I kinda disagree

The eye has a complex mechanism for compensating for changes in colour temp. so that we tend to see a rather neutral image with our eyes. We do not see strongly blue shadows; we do not see green faces illuminated by fluorescents, etc. Indeed, we see colours as
roughly warm or cool but we don't see the shifts in colour balance with nearly as much accuracy as film sees them. We simply do not see blue shadows, not at all. Vaguely cool, maybe, but not nearly as blue as one can get with some films or with some print methods like ilfochrome.
Soo.....
why should our photographs have blue shadows? Without colour metering or at least some intuition about the colour temp, the colour rendition for the film can be way off.... why [rhetorical question] do we let that happen if we know full well that the viewer of the photograph will perceive an unnatural colour cast? I think it is an interesting question at the core of the effectiveness of colour photography.
Well, yes and no.
We do see that artifical light is decidely 'warmer' than daylight. We do see that fluorescent lights are greener (which is why there is such an uproar against the silly EU directive prohibiting the sale of incandescent lights. The general consensus is that the fluorescent lights we are supposed to use instead produces terrible colour). We do indeed see that shadows in the snow are not just darker, but clearly blue.
We may not always be conscious of that. But that is not entirely because we compensate in our brains. It is for a large part because we do not expect it to be different. Shadows are supposed to be cooler, because that's is how we know them to be.
But it is true, both that we 'compensate' (we explain away), and that we cannot discern small differences.
══════════
Given request 1 -
Answer these questions about the color-perception discussion:
(a) Which print method is named as able to produce very blue shadows?
(b) What does the uproar mentioned in the discussion target?
(c) According to the reply, why are we often not conscious of shadows being cooler?
Given request 2 -
Resume the color-perception discussion after its last sentence.

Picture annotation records
══════════
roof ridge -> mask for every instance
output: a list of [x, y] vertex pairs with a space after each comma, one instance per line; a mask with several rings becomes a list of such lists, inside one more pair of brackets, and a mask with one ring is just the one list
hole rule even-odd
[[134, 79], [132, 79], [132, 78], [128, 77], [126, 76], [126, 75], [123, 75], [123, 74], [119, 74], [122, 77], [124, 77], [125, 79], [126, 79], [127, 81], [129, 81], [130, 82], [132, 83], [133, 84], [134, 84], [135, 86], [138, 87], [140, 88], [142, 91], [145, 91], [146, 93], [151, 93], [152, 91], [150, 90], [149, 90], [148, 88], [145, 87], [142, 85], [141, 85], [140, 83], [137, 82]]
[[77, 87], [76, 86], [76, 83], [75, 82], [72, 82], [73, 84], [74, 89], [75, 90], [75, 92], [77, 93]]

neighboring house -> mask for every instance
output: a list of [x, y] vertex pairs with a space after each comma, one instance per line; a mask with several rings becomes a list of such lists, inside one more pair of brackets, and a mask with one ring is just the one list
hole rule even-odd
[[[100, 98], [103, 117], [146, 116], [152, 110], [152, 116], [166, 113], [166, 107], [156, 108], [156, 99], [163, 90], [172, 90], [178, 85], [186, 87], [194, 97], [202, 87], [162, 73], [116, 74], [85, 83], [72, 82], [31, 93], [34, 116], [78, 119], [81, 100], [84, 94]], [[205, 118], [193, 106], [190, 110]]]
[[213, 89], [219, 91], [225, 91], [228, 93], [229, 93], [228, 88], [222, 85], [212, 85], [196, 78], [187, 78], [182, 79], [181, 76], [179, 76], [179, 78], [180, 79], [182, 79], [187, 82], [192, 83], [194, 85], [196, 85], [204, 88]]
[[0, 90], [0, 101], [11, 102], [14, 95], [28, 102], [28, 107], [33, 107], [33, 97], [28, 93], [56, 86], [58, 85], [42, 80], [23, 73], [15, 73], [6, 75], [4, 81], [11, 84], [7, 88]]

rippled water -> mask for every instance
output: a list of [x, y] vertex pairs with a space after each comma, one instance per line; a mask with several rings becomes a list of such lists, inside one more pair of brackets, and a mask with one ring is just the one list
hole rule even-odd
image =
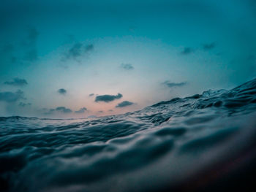
[[256, 79], [91, 120], [0, 118], [0, 190], [244, 189], [255, 176], [255, 110]]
══════════
Expected output 1 -
(a) Ilfochrome.
(b) The EU directive prohibiting the sale of incandescent lights.
(c) For a large part, because we do not expect it to be different.

Expected output 2 -
It is also true that in photos, the effect can be stronger than we expect. That is in large part for the same reason why we object to converging verticals in prints, while we never ever would think them strange when we look up at a building: the context is wrong. We cannot reconcile the viewing conditions with what we are seeing.
So yes, there is a case for metering and filtering.
But just like you can over do a 'correction' of converging verticals (we can't reconcile parallel verticals with the overall perspective of the print, and our knowledge that we are looking at a tall building, So a 'correction' should leave a degree of convergence), you can over correct colour too.
Colour in a print too still has to be in accordance with what we would expect to encounter in real life. And that (real life) is full of 'wrong' colour.
(Despite our compensating eyes, and what have you.)
Bottom line, colour metering can and does make a big difference. Not always of course, but people who take colour balance seriously do typically colour meter, and that technology has been around as long as colour photography.
And the importance of colour metering and correction can be overstressed. Correction can be overdone.
We need (!) to see blue shadows in snow, in prints too. (Again, just like we need to see convergence in a tall building.) Quite simply because we do know the world as a place of ever changing, not always neutral colours.
I'd also like to point out, as I mentioned in a recent blog, that there is some clear similarity in the way we see under low light (i.e. with scotopic vision) and the dehued black & white image we capture on b&w film. So I would even go so far as to question the 'unreality' of the b&w image as well. Okay, a bit off topic...
I agree completely. (Except about the off topic bit.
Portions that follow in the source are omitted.